__YOUR OBJECTIVE__
When you reach a picture, leave it out; output everything else in the records exactly.

__EXERCISE DATA__
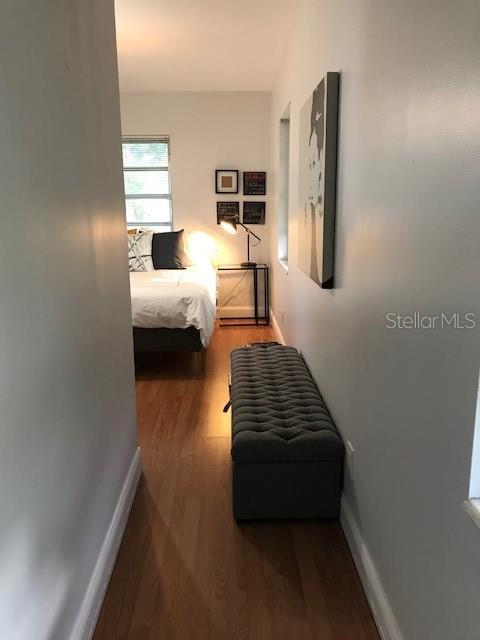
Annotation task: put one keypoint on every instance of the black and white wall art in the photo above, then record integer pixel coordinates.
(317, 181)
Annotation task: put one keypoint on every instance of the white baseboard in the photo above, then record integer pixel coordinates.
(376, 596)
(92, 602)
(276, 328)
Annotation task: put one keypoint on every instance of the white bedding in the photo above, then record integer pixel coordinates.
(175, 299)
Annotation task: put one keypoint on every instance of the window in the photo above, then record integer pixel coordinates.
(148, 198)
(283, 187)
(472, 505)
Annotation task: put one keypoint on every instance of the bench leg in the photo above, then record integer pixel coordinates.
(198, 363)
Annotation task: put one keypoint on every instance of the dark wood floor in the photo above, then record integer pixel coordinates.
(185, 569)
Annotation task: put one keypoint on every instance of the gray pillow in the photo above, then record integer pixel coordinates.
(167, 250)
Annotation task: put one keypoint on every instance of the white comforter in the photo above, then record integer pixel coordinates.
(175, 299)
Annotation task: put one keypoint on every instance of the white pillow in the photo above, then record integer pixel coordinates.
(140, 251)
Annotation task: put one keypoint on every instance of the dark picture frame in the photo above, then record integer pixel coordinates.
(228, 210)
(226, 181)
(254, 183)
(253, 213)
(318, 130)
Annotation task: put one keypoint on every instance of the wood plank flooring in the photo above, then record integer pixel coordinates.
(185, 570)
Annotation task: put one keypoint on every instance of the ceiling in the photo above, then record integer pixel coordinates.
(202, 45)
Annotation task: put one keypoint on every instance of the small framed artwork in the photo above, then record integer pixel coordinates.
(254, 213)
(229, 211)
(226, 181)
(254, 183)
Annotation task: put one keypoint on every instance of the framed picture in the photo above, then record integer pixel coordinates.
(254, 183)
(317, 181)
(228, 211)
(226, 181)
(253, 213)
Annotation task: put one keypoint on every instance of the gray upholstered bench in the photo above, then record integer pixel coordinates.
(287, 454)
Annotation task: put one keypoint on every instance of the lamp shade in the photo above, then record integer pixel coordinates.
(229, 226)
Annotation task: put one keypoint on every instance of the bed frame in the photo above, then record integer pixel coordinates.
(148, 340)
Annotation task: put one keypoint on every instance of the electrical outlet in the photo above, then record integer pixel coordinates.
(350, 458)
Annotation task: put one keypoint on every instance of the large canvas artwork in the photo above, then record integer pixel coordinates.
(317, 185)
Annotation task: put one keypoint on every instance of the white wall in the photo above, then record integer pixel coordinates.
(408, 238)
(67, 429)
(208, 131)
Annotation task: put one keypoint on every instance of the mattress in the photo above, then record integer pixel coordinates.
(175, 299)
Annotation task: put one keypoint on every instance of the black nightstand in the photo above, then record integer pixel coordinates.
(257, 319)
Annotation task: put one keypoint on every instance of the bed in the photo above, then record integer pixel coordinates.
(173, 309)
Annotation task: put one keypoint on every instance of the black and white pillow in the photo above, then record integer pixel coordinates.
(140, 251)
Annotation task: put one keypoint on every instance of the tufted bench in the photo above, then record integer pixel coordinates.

__RESULT OF THIS EXERCISE__
Annotation task: put one keypoint on every instance of the black and white wall art in the photo above, then record integer pixel coordinates.
(317, 181)
Annotation task: put one keypoint on every instance of the white baseboard in the photo above, then record integer pixel coordinates.
(376, 596)
(92, 602)
(276, 328)
Annotation task: put one keypoint on every instance of the white bedding in the photo above, then record integer pixel coordinates.
(175, 299)
Annotation task: put one keypoint on every instance of the window in the photo above, then record integer pixel coordinates.
(148, 198)
(283, 187)
(472, 505)
Annotation task: put one keypoint on every instance of the bench leg in the photo above, then record integer pixel coordinates.
(198, 363)
Annotation task: put one keypoint on every instance of the dark wood floor in the photo above, then record integer pixel coordinates.
(185, 569)
Annotation task: put one keypoint on every instance of the gray pillow in the photo above, then record integer pixel coordinates.
(167, 250)
Annotation task: put one keypoint on every instance of the white comforter in the photo above, then record integer pixel coordinates.
(175, 299)
Annotation task: put one keypoint on every instance of the white pillow in the photo above, then record integer pixel coordinates.
(140, 251)
Annotation task: put one keypoint on every instance of the dark picture frame in the photo above, then record integer pixel coordinates.
(228, 210)
(226, 181)
(254, 183)
(253, 213)
(318, 130)
Annotation task: put one keypoint on every instance of the wood plank flooring in the photo above, then record integer pixel coordinates.
(185, 570)
Annotation task: put one keypoint on every instance of the ceiling in the photo above, then record integer pixel coordinates.
(202, 45)
Annotation task: put one keypoint on every instance of the small framed artwork in the photo above, then record integer pixel coordinates.
(254, 213)
(229, 211)
(226, 181)
(254, 183)
Annotation task: put one keypoint on every instance of the framed picture in the photo above, then record integer pixel coordinates.
(254, 183)
(317, 181)
(228, 211)
(226, 181)
(253, 213)
Annotation task: put one keypoint on every instance of the gray upholstered bench in the photo above, then record integer pixel coordinates.
(287, 454)
Annotation task: put one keypoint on every instance of the lamp shade in the photo above, then record integer pixel coordinates.
(229, 226)
Annotation task: put one keypoint on every instance of the bed frame in the photo above, then record integer pixel coordinates.
(148, 340)
Annotation task: put one keypoint on every instance of the electrical outlet in the photo above, then record integer pixel coordinates.
(350, 458)
Annotation task: put one keypoint on every instance of the large canvas artwork in the photo above, then record integer pixel coordinates.
(317, 185)
Annotation task: put one keypoint on every instance of the white wall in the photo above, then record integer pixel coordinates.
(408, 238)
(67, 429)
(208, 131)
Annotation task: put one keypoint on every instance of the mattress in the photo above, then record integer pixel coordinates.
(175, 299)
Annotation task: put one keypoint on every instance of the black nightstand in the photo above, then record integer pixel coordinates.
(257, 319)
Annotation task: put one keypoint on every instance of the bed in the photo above, then record integer pixel coordinates.
(173, 309)
Annotation task: put one keypoint on every instance of the black and white pillow in the photo above, then record integer pixel coordinates.
(140, 251)
Annotation task: put one keypoint on every instance of the tufted bench in the photo above, then record integer pixel coordinates.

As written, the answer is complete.